Problem statement:
Copy the items below from the line containing "142, row 34." down to the line containing "column 59, row 271", both lines included, reproducing every line in between without change.

[start]

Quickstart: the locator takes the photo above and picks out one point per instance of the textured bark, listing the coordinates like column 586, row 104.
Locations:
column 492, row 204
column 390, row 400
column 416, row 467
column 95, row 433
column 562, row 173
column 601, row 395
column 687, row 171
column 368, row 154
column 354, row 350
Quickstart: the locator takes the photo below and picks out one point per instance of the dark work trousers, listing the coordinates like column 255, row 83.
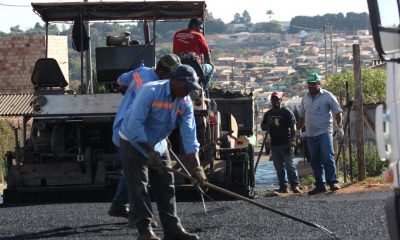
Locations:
column 139, row 177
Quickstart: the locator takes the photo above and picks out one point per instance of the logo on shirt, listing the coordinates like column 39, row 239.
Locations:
column 275, row 122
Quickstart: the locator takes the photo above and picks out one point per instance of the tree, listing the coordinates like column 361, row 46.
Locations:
column 270, row 13
column 237, row 18
column 246, row 19
column 273, row 26
column 15, row 30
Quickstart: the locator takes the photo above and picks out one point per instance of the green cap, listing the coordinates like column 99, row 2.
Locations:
column 313, row 78
column 169, row 61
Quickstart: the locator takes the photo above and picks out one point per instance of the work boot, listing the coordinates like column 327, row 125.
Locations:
column 180, row 235
column 118, row 210
column 334, row 187
column 295, row 189
column 131, row 223
column 317, row 190
column 283, row 190
column 148, row 235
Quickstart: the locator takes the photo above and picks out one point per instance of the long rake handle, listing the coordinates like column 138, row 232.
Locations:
column 240, row 197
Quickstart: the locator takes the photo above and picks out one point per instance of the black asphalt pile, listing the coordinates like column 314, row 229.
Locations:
column 349, row 216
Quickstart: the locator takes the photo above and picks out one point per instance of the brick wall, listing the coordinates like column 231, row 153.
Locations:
column 18, row 55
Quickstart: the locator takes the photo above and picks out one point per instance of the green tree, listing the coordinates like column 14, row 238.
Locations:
column 270, row 13
column 237, row 18
column 272, row 26
column 373, row 83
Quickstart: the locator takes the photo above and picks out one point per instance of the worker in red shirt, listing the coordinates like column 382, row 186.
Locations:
column 190, row 44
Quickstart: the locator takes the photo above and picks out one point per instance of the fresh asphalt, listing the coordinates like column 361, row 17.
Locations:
column 349, row 216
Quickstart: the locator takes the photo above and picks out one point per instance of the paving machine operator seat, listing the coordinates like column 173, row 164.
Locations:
column 47, row 74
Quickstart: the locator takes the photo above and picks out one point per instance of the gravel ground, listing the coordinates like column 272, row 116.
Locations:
column 349, row 216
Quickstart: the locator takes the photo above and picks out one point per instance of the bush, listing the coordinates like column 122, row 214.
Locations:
column 373, row 166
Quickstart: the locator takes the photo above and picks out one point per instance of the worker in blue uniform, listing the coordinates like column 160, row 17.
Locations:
column 160, row 107
column 130, row 82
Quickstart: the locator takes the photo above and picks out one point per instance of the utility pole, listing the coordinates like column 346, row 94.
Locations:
column 336, row 59
column 359, row 112
column 89, row 76
column 326, row 57
column 330, row 26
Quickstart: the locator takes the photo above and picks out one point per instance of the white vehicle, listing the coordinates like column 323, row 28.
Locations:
column 385, row 23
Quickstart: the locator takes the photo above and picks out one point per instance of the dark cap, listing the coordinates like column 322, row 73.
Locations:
column 169, row 61
column 277, row 94
column 186, row 73
column 195, row 22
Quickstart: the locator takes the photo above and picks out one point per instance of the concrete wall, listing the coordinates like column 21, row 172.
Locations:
column 18, row 55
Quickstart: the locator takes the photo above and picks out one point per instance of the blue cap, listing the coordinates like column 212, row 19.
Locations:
column 186, row 73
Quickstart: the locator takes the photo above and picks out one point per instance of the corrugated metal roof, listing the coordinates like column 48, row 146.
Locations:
column 15, row 104
column 99, row 11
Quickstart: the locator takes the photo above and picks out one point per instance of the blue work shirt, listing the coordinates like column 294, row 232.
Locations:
column 133, row 80
column 153, row 116
column 317, row 112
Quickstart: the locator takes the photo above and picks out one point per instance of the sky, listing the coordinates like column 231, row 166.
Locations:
column 283, row 10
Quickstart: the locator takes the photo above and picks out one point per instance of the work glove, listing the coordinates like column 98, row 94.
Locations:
column 339, row 132
column 154, row 161
column 199, row 175
column 292, row 142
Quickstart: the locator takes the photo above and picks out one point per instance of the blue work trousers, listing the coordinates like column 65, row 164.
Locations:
column 121, row 195
column 282, row 157
column 322, row 159
column 139, row 177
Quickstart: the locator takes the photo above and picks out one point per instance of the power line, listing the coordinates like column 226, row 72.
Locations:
column 306, row 28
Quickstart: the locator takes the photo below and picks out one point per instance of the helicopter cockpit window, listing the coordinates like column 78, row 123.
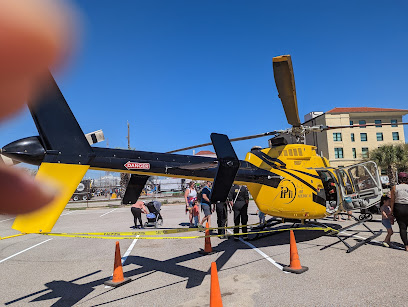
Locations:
column 366, row 182
column 330, row 189
column 363, row 177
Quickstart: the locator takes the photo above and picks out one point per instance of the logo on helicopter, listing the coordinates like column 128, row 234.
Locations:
column 137, row 165
column 287, row 191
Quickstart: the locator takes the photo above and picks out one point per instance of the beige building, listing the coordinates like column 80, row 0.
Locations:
column 348, row 146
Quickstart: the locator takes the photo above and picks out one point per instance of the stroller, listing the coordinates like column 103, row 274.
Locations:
column 154, row 218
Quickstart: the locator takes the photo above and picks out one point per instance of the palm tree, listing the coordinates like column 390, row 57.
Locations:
column 390, row 157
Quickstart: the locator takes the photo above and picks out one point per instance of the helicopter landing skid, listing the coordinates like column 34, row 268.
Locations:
column 267, row 226
column 358, row 222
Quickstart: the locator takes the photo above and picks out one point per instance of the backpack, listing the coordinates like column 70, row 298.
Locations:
column 200, row 196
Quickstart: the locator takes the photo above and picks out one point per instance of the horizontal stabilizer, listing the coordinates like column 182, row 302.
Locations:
column 66, row 178
column 134, row 188
column 95, row 137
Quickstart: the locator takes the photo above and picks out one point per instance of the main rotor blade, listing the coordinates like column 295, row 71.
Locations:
column 356, row 126
column 285, row 83
column 249, row 137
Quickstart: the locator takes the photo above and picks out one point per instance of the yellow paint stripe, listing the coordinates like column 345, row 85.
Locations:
column 66, row 178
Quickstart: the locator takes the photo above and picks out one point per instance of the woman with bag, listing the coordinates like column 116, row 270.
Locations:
column 240, row 196
column 190, row 195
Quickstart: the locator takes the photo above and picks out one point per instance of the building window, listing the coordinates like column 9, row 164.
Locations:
column 338, row 153
column 364, row 152
column 337, row 137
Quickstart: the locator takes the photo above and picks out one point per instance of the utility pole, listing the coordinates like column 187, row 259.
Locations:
column 107, row 146
column 128, row 137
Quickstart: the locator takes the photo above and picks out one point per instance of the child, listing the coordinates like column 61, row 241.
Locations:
column 387, row 218
column 261, row 216
column 196, row 212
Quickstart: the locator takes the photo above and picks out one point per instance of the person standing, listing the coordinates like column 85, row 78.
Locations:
column 386, row 218
column 399, row 206
column 137, row 209
column 206, row 203
column 239, row 199
column 222, row 217
column 190, row 196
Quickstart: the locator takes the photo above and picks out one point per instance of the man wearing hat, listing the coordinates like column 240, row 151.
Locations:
column 399, row 206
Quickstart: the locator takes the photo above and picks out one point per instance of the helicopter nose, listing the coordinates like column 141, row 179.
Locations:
column 28, row 150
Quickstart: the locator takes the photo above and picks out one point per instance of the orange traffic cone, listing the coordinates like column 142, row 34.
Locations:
column 295, row 266
column 207, row 246
column 117, row 279
column 215, row 292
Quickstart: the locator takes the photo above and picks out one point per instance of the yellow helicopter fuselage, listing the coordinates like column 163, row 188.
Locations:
column 296, row 196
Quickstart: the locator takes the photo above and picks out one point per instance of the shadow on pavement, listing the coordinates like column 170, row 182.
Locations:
column 70, row 292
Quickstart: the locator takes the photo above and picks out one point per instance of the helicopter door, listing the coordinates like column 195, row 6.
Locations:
column 330, row 191
column 366, row 183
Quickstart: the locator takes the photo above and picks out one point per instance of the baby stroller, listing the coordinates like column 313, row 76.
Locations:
column 154, row 218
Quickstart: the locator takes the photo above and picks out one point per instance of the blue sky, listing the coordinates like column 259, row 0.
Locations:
column 180, row 70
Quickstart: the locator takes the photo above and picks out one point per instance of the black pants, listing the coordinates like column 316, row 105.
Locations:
column 137, row 215
column 240, row 216
column 222, row 217
column 401, row 215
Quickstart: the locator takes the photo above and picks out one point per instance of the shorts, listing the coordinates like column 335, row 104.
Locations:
column 206, row 208
column 386, row 223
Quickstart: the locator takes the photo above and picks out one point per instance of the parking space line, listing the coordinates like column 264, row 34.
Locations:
column 24, row 250
column 261, row 253
column 108, row 212
column 7, row 220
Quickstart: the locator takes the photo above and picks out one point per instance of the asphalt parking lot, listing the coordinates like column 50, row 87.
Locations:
column 59, row 271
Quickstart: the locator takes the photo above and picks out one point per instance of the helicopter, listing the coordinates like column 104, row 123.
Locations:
column 287, row 179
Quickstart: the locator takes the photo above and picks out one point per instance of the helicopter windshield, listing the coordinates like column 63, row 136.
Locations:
column 361, row 182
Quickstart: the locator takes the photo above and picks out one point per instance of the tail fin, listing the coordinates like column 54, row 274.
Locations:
column 55, row 122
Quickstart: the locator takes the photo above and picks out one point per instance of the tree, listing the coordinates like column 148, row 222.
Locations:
column 391, row 158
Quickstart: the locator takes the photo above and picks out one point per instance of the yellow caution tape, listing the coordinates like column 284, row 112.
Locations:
column 136, row 235
column 149, row 232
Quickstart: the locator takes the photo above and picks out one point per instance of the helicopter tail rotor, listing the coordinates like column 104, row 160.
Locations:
column 228, row 165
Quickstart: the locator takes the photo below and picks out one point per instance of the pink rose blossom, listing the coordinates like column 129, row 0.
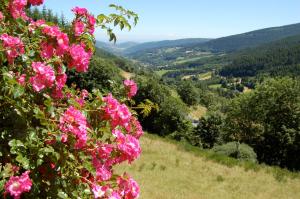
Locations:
column 138, row 129
column 129, row 188
column 103, row 171
column 115, row 195
column 79, row 28
column 36, row 2
column 128, row 145
column 80, row 58
column 73, row 121
column 21, row 79
column 13, row 46
column 80, row 11
column 99, row 191
column 118, row 114
column 44, row 77
column 17, row 185
column 1, row 16
column 47, row 50
column 17, row 9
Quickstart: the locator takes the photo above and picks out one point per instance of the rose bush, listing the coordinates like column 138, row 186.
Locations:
column 57, row 141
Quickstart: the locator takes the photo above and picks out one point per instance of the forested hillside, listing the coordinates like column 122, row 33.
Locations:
column 145, row 47
column 276, row 59
column 164, row 56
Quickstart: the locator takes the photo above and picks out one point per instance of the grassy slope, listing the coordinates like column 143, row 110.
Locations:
column 167, row 171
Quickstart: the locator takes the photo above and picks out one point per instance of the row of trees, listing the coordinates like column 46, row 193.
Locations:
column 267, row 119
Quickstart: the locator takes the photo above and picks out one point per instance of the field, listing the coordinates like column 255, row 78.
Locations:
column 126, row 75
column 205, row 76
column 166, row 170
column 215, row 86
column 162, row 72
column 197, row 112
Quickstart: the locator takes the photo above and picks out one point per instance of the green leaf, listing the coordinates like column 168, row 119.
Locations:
column 62, row 195
column 23, row 161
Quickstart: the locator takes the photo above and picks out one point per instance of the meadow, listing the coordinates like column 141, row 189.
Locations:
column 167, row 170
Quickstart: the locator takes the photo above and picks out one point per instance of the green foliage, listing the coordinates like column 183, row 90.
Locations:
column 170, row 116
column 277, row 59
column 236, row 150
column 121, row 19
column 268, row 119
column 188, row 93
column 208, row 131
column 103, row 74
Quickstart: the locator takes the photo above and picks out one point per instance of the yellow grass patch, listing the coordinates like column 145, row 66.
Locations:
column 166, row 172
column 197, row 112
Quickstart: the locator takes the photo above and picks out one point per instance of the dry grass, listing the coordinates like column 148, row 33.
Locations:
column 166, row 172
column 205, row 76
column 197, row 112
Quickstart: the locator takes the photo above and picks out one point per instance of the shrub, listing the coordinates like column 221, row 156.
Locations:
column 236, row 150
column 57, row 141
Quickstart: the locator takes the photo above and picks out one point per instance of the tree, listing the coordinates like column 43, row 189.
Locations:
column 188, row 93
column 208, row 131
column 59, row 141
column 268, row 119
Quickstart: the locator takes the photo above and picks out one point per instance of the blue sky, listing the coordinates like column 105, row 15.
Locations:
column 174, row 19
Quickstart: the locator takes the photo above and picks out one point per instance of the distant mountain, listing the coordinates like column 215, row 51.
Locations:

[end]

Solution to the exercise:
Quickstart: the locator takes the photo above and picks out one point per instance of the orange traffic cone, listing the coordinates like column 142, row 34.
Locations:
column 295, row 266
column 207, row 246
column 117, row 279
column 215, row 292
Quickstart: the locator takes the photo above and picks out one point per instance of the yellow helicopter fuselage, listing the coordinates like column 163, row 188.
Locations:
column 296, row 196
Quickstart: the locator takes the photo above and picks out one point per instance of the shadow on pavement, listing the coordinates like column 170, row 182.
Locations:
column 70, row 292
Quickstart: the locator takes the photo above and picks out one point per instance of the helicopter door, listing the coordinates like column 195, row 6.
Locations:
column 330, row 191
column 366, row 183
Quickstart: the locator takes the photo above and picks out one point per instance of the baby stroller, listing the coordinates like column 313, row 76.
Locations:
column 154, row 218
Quickstart: the locator takes the photo above and picks out one point per instance of the blue sky, listing the coordinates like column 259, row 0.
Locations:
column 180, row 70
Quickstart: the locator takes the photo above and picks out one point per instance of the black pants, listing the coordinates like column 316, row 105.
Locations:
column 137, row 215
column 240, row 216
column 222, row 217
column 401, row 215
Quickstart: the locator takes the photo above and picks out one point per instance of the shorts, listing the coordinates like column 335, row 104.
Locations:
column 206, row 208
column 386, row 223
Quickstart: the locator takes the photo above and picks out one point per instance of the parking space line, listing the coordinates like column 264, row 34.
Locations:
column 24, row 250
column 261, row 253
column 108, row 212
column 7, row 220
Quickstart: the locator takes the photo above and picks out one point per instance of the asphalt parking lot, listing the coordinates like column 50, row 87.
Locations:
column 59, row 271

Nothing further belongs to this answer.